La notorietà della battaglia di Anghiari è legata al nome di Leonardo da Vinci che nel 1503 ricevette l’incarico, da parte del Gonfaloniere della Repubblica Fiorentina, Piero Soderini, di rievocare pittoricamente il celebre episodio storico nella Sala del Maggior Consiglio in Palazzo Vecchio a Firenze, mentre Michelangelo Buonarroti avrebbe dovuto rappresentare nello stesso salone, la Battaglia di Cascina che aveva visto, nel 1364, i fiorentini opporsi vittoriosamente ai pisani. Nel clima fervido della Repubblica Fiorentina la decorazione del luogo di maggiore rappresentanza della città necessitava di episodi significativi mitizzati da artisti autorevoli. Soderini aveva avviato un confronto artistico molto significativo, tanto che Benvenuto Cellini nel 1574 definì i cartoni delle opere incompiute dei due artisti “la scuola del mondo”.
Delle tante opere scomparse nel corso del tempo la Battaglia di Anghiari, proprio per la sua natura di capolavoro della storia dell’arte, ha generato negli ultimi decenni un dibattito intenso.
A partire dal 1968 gli studiosi Alessandro Parronchi e Carlo Pedretti richiamarono l’attenzione sulla possibilità che, sotto gli affreschi vasariani, si conservasse ancora una traccia della pittura di Leonardo.

::::::::::

> _Consegna A_:
Trascrivi dal testo sulla battaglia di Anghiari il passo che comincia con "Delle tante opere" e termina con "un dibattito intenso.".
> _Consegna B_:
Nel testo sulla battaglia di Anghiari, chi definì i cartoni delle opere incompiute dei due artisti "la scuola del mondo"?
> _Consegna C_:
Prosegui il testo sulla battaglia di Anghiari partendo dalla sua ultima frase.

::::::::::

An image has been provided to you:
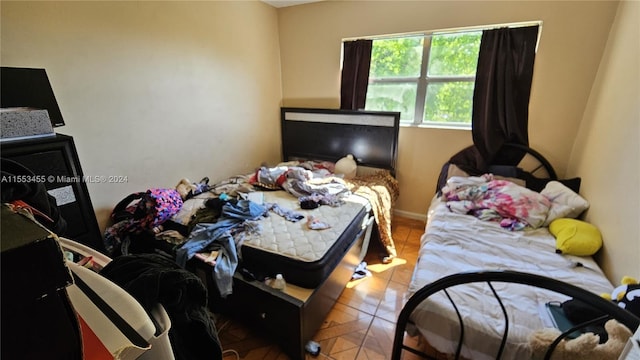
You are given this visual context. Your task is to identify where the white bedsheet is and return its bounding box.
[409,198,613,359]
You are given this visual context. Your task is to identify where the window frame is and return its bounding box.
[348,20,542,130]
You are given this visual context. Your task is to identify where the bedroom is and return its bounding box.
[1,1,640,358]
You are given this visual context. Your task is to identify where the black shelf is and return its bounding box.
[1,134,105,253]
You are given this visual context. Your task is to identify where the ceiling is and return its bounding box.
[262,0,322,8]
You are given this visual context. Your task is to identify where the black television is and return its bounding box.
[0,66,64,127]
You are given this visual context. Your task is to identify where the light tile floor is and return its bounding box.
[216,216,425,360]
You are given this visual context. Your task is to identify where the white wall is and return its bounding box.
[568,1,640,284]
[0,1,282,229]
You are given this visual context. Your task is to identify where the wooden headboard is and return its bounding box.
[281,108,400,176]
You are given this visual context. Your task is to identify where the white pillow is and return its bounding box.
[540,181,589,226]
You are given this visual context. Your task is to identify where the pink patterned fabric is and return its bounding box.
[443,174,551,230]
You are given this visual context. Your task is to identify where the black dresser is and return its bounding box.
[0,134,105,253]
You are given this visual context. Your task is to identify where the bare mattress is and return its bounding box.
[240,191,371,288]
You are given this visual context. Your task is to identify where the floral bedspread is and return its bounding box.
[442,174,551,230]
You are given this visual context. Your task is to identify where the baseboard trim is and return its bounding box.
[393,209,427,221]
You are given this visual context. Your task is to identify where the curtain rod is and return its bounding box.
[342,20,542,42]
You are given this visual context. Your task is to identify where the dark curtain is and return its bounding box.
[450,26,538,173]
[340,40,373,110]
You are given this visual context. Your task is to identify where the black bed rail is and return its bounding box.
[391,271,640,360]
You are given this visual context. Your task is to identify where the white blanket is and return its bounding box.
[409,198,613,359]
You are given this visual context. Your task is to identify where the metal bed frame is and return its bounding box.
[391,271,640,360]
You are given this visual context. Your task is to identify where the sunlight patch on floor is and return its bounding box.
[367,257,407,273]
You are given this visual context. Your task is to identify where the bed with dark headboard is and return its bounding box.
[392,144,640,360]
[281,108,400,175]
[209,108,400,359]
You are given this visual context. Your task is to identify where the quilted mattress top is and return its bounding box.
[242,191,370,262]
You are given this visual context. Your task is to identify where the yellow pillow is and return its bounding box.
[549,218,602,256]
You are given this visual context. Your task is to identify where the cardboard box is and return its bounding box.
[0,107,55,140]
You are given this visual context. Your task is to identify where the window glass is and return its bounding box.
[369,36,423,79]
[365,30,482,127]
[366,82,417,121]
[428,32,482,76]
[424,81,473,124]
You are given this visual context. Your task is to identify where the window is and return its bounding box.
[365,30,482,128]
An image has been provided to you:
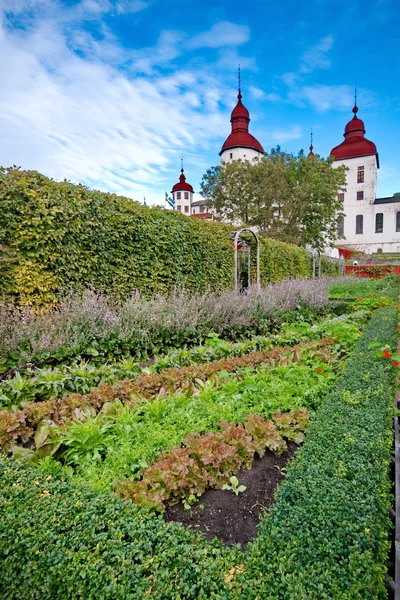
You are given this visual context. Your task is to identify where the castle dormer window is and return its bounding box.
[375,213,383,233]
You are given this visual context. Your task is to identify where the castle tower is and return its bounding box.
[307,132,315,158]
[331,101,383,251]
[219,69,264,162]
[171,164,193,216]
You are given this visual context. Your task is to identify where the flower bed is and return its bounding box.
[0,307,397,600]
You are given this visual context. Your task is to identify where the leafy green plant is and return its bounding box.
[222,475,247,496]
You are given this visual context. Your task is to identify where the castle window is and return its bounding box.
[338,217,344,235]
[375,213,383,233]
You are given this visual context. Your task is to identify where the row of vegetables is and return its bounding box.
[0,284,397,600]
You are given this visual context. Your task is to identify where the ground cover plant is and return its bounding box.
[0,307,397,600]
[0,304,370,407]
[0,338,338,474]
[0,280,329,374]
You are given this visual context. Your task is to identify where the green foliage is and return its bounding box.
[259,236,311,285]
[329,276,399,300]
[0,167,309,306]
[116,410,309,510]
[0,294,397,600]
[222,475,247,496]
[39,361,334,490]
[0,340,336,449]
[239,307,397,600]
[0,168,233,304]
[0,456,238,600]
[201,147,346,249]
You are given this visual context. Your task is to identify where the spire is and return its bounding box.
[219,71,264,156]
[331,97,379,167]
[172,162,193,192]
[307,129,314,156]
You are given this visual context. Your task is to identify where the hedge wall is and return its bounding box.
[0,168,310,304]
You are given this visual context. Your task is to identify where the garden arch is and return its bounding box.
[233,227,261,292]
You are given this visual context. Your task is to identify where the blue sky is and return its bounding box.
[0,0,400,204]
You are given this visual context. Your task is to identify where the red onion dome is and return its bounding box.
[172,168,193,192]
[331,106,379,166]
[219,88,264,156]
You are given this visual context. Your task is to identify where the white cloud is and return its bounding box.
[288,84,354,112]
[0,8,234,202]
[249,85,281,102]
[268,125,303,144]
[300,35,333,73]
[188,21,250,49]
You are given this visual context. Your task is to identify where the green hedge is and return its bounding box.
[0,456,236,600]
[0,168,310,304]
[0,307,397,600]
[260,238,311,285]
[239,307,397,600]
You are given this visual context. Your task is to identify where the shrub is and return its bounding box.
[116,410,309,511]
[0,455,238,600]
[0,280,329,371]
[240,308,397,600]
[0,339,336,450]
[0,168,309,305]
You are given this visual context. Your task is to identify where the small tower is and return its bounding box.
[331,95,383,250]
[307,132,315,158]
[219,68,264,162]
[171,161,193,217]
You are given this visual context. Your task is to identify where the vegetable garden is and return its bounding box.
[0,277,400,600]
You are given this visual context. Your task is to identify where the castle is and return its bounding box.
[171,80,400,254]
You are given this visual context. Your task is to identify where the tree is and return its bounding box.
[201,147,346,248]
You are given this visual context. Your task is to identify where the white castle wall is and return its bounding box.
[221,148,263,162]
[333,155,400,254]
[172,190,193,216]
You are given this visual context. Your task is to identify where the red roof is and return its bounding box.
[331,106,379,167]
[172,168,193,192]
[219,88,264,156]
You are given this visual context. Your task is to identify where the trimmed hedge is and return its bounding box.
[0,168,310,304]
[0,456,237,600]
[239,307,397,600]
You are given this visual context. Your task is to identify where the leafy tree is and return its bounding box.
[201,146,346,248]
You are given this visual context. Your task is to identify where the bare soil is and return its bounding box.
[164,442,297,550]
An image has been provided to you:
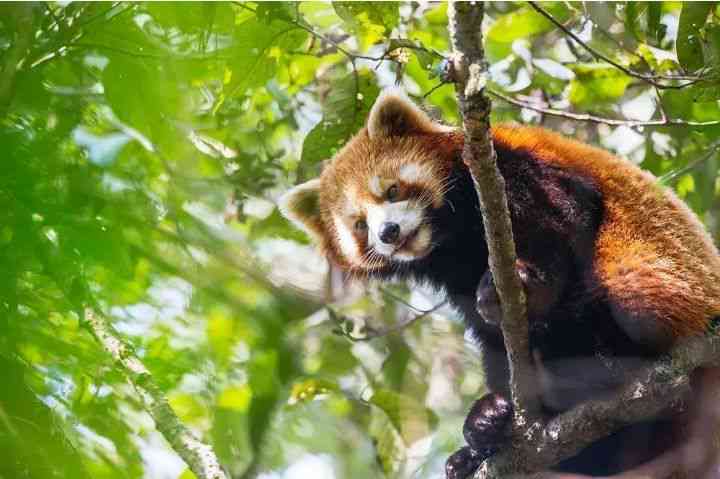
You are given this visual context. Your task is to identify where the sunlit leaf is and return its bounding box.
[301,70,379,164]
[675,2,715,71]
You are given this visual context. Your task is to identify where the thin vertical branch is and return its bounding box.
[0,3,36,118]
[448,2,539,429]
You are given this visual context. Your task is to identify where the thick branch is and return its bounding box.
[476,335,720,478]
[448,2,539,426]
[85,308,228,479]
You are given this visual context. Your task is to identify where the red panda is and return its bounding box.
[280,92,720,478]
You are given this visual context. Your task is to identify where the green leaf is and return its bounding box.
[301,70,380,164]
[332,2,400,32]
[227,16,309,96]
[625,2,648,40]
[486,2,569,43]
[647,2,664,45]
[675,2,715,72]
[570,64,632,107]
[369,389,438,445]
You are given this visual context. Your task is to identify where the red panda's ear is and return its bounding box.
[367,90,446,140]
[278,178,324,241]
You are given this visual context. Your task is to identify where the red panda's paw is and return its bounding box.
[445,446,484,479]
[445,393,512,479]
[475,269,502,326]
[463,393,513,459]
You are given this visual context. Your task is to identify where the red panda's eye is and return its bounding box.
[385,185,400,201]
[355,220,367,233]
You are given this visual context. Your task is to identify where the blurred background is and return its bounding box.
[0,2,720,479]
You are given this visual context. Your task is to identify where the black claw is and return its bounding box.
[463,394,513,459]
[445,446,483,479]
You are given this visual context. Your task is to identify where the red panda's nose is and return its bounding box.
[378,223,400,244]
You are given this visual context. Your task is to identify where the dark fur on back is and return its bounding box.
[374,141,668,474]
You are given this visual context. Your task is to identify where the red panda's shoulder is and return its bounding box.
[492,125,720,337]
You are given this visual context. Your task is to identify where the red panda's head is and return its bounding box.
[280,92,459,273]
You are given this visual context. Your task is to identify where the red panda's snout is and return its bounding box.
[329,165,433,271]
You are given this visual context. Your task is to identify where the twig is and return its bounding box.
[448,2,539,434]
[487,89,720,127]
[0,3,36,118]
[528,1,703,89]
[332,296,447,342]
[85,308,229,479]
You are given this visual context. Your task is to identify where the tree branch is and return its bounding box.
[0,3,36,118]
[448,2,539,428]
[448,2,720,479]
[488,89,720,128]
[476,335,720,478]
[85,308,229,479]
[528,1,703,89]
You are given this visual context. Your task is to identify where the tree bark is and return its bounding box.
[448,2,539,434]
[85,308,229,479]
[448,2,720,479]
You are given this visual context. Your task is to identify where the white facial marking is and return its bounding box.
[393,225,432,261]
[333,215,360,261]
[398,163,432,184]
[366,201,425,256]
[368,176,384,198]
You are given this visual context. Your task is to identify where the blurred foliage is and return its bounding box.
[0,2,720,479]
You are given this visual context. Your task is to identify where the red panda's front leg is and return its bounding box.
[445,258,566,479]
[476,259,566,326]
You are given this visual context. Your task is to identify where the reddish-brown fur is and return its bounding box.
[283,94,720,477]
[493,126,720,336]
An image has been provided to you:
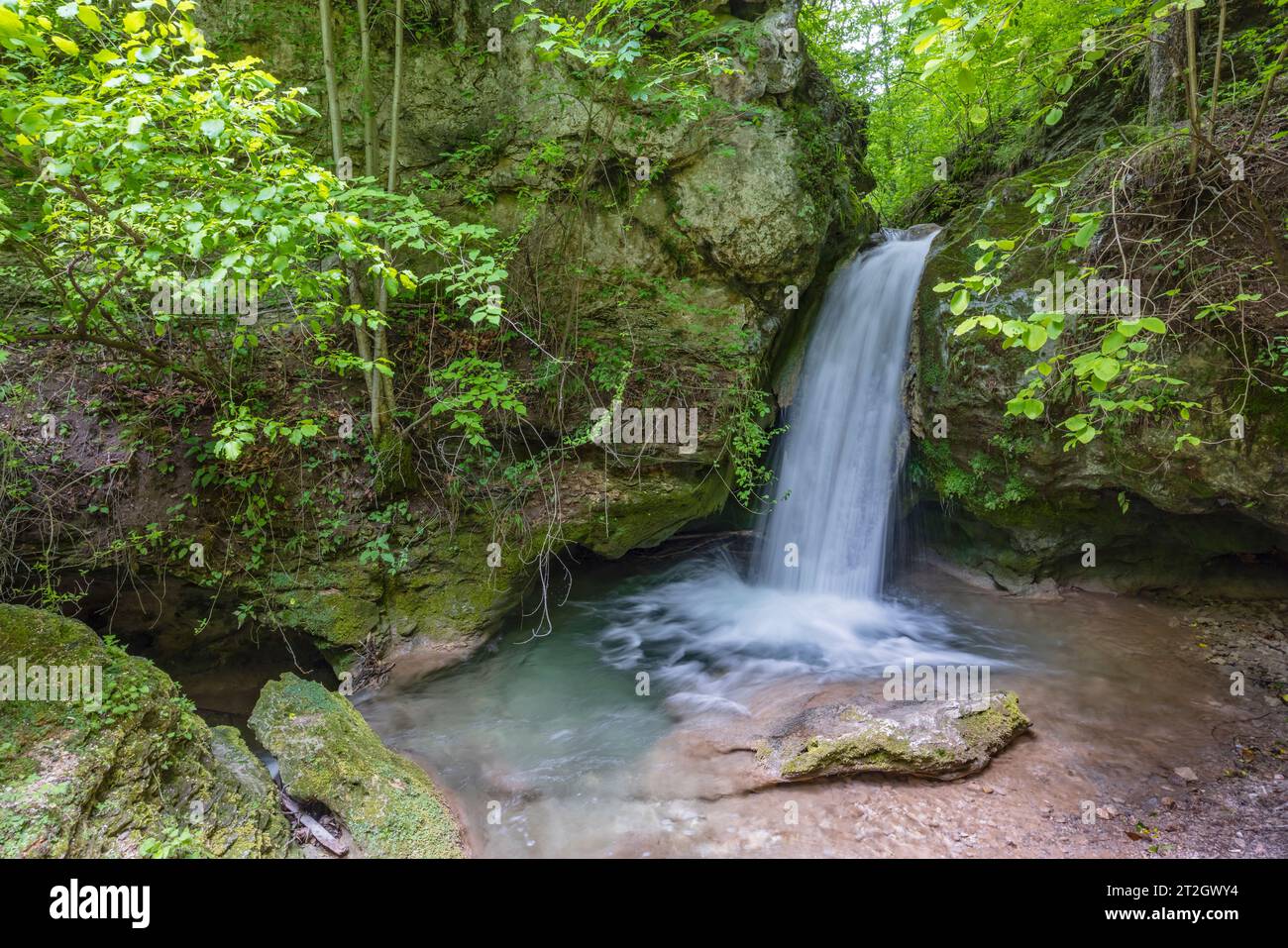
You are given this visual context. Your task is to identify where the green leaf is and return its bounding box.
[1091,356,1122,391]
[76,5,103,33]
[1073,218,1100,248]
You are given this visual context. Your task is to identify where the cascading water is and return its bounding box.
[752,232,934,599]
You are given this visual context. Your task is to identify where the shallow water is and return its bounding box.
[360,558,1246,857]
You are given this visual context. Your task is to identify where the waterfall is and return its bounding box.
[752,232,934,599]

::::::::::

> _Risposta A_:
Delle tante opere scomparse nel corso del tempo la Battaglia di Anghiari, proprio per la sua natura di capolavoro della storia dell’arte, ha generato negli ultimi decenni un dibattito intenso.

> _Risposta B_:
Benvenuto Cellini, nel 1574.

> _Risposta C_:
Nel 1976 l’Ing. Maurizio Seracini fu tra gli specialisti incaricati di svolgere una campagna di indagini diagnostiche nel Salone dei Cinquecento, con la collaborazione di Carlo Pedretti.
Su di una bandiera che compare nella scena raffigurante la Battaglia di Marciano in Val di Chiana, fu individuata una iscrizione “CERCA TROVA”, che alcuni riconducevano ad una sorta di indizio lasciato da Vasari ai posteri , ma che invece è una frase che cita, in chiave ammonitoria, il motto dei fuoriusciti fiorentini che combatterono contro il futuro Granduca Cosimo I de’ Medici a metà del XVI secolo.
Nel 2012 è stata promossa una campagna di ricerche condotte ancora da Maurizio Seracini, il cui risultato è stato il recupero di frammenti di colore che potrebbero risalire al tempo di Leonardo.
Nel 2016 un grande convegno, promosso e realizzato dal Dipartimento di Architettura dell'Università di Firenze, dal Kunsthistorisches Institut in Florenz - Max Planck Institut e dalla Biblioteca Leonardiana di Vinci, i cui atti sono stati pubblicati durante le celebrazioni dell’anno leonardiano nel 2019, ha raccolto i nuovi studi sulla vicenda del “leonardo scomparso”, portando numerose novità sul tema, alcune delle quali tendono a evidenziare come la rappresentazione della “zuffa per lo stendardo” possa essere stata realizzata solo sul grande cartone preparatorio e non sulla parete.
Gli studi ed i dibattiti contemporanei sono la conferma dello straordinario successo di questa sfortunata raffigurazione di Leonardo da Vinci.